(Region outline entries)
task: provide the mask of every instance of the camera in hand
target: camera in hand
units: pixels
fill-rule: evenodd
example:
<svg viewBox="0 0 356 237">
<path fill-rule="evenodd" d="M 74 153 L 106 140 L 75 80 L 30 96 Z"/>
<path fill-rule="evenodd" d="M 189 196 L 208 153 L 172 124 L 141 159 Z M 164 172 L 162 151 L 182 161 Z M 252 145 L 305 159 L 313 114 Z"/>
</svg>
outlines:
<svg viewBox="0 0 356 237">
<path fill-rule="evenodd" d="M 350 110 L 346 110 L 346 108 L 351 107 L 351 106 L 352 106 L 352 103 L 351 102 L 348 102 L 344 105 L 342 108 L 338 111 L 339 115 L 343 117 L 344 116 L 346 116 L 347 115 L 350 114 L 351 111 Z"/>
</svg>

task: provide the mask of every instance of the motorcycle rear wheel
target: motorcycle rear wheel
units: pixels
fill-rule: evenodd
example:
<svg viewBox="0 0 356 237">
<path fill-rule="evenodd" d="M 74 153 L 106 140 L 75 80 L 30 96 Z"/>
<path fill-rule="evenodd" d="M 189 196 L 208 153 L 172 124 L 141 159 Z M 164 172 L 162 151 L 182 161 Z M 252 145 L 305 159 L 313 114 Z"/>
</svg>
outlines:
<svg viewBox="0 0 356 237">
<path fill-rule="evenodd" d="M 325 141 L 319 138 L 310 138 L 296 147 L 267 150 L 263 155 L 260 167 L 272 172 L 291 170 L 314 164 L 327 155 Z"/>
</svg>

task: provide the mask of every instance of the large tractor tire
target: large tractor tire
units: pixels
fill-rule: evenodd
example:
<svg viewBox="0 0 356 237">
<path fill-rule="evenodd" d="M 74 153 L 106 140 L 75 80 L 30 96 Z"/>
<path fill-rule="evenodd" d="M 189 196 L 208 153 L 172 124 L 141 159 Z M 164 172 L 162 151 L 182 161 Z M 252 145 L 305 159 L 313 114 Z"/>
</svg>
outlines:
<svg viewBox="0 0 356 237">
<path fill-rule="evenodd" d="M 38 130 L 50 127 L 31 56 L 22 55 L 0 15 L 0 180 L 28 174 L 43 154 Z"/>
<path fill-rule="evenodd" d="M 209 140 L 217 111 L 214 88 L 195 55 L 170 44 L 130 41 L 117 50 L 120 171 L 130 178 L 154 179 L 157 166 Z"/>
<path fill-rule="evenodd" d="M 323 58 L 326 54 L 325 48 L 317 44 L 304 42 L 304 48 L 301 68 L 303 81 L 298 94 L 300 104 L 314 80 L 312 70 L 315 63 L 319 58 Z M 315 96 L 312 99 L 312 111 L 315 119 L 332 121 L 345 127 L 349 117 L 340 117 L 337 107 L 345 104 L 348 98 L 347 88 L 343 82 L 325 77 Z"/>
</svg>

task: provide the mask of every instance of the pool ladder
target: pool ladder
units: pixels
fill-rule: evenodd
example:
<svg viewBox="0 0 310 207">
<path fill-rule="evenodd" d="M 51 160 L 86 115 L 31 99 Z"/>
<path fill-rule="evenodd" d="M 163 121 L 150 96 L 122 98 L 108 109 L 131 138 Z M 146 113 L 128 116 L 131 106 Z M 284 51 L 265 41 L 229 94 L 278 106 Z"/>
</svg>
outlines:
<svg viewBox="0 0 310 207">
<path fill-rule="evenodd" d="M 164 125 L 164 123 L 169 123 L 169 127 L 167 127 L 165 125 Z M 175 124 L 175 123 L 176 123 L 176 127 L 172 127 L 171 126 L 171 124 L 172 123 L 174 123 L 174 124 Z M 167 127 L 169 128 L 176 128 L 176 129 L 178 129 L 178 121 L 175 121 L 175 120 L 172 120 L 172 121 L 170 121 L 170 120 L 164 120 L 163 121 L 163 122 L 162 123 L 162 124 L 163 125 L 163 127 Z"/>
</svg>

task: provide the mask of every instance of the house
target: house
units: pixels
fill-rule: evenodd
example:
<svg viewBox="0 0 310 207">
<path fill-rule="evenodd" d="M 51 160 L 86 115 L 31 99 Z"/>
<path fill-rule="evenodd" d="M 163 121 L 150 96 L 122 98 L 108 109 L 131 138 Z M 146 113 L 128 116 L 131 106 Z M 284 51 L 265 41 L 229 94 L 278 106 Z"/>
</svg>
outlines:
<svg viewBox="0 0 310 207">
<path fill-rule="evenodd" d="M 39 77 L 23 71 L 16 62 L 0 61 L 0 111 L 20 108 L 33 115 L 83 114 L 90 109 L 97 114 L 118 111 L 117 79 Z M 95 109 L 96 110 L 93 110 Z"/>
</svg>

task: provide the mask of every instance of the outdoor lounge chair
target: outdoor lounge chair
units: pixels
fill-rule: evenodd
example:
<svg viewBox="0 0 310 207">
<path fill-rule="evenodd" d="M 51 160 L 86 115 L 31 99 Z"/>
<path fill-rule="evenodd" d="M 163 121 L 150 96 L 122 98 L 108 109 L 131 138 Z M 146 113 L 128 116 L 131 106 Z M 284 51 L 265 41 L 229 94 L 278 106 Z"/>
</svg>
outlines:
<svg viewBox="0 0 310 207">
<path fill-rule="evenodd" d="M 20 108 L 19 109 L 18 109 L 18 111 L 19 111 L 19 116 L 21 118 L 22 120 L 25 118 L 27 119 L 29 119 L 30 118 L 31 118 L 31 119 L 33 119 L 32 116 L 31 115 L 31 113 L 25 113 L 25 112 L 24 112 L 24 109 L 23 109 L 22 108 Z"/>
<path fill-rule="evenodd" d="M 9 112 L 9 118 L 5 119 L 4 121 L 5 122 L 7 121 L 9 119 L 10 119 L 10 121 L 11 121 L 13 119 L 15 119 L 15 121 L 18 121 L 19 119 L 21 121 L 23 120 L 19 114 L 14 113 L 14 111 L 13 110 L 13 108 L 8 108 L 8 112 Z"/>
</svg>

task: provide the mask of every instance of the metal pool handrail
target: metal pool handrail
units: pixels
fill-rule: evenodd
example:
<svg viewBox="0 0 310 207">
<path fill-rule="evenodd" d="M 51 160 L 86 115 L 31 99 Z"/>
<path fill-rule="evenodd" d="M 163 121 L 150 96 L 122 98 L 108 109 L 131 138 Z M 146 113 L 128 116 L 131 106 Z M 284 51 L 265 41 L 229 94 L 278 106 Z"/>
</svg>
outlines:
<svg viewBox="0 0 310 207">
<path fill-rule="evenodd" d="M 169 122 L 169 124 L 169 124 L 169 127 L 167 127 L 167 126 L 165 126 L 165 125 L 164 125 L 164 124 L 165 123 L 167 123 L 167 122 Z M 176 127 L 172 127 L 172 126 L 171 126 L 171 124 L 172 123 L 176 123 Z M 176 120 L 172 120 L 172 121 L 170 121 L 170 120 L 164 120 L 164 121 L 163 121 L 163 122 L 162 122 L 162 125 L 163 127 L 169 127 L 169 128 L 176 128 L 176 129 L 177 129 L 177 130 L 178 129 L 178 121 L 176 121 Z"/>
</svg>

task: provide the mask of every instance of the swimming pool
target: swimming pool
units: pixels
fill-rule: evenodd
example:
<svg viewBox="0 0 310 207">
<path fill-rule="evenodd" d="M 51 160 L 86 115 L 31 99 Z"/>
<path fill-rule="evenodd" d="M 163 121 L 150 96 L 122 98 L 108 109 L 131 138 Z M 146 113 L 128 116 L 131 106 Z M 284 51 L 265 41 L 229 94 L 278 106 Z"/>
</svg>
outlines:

> _What is required_
Please copy out the listing above verbatim, everything from its very first line down to the line containing "350 110 L 346", including both ends.

> _Exercise solution_
task: provide the mask of every instance of the camera in hand
target: camera in hand
units: pixels
fill-rule: evenodd
example:
<svg viewBox="0 0 356 237">
<path fill-rule="evenodd" d="M 74 153 L 106 140 L 75 80 L 30 96 Z"/>
<path fill-rule="evenodd" d="M 189 196 L 208 153 L 172 124 L 141 159 Z M 164 172 L 162 151 L 182 161 Z M 252 145 L 305 159 L 313 114 Z"/>
</svg>
outlines:
<svg viewBox="0 0 356 237">
<path fill-rule="evenodd" d="M 350 110 L 346 110 L 346 108 L 351 107 L 351 106 L 352 106 L 352 103 L 351 102 L 348 102 L 344 105 L 342 108 L 338 111 L 339 115 L 343 117 L 344 116 L 346 116 L 347 115 L 350 114 L 351 111 Z"/>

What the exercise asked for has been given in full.